• **WHAT IS REQUIRED**: Transcribe the lines below word for word, starting at the line that contains "Segment each <instance>" and ending at the line that contains "positive clicks: (302, 223)", including both of those lines.

• **RECORDS SUPPLIED**:
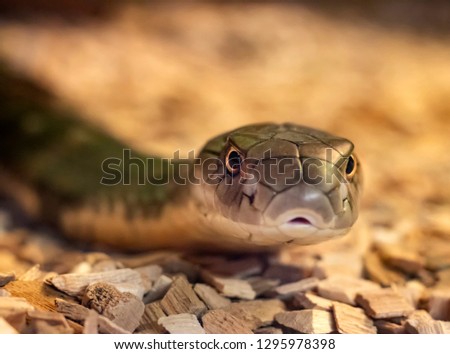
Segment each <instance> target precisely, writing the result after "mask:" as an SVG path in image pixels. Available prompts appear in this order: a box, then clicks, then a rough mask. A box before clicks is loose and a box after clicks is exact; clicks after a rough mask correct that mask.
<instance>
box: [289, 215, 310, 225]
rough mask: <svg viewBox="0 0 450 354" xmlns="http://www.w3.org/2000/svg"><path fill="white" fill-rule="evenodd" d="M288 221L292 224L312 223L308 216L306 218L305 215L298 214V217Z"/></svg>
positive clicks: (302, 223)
...
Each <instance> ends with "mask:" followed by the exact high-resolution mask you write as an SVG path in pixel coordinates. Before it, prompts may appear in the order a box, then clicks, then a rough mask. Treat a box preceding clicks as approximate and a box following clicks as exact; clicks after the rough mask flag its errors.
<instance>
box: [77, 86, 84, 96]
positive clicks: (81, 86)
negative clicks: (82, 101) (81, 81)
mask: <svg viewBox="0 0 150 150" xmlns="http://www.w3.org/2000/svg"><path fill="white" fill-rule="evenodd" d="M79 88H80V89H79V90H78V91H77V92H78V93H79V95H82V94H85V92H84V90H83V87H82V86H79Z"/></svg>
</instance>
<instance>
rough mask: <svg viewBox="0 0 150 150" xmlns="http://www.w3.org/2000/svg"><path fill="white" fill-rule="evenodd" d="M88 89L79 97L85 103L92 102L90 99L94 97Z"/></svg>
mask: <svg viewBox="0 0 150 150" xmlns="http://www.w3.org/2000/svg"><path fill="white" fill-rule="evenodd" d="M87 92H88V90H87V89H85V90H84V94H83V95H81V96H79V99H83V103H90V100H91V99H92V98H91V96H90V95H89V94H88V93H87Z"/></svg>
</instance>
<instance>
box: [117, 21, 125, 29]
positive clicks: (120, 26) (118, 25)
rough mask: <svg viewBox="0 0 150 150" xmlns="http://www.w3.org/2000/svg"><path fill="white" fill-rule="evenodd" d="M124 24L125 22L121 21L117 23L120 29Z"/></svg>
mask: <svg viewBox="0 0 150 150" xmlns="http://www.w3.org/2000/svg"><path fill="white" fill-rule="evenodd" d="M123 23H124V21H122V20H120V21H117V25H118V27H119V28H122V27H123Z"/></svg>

• **SOLUTION BELOW**:
Segment each <instance> target precisely, writing the result after "mask:" as an SVG path in image pixels. Available prompts appear in this order: a box, then clicks, then a rough mask. A box before clicks is loose and a box after clicks is exact; clicks after a rough mask correct that mask.
<instance>
box: [289, 215, 310, 225]
rough mask: <svg viewBox="0 0 450 354" xmlns="http://www.w3.org/2000/svg"><path fill="white" fill-rule="evenodd" d="M288 221L292 224L312 223L308 216L306 218L305 215L298 214V217Z"/></svg>
positive clicks: (302, 223)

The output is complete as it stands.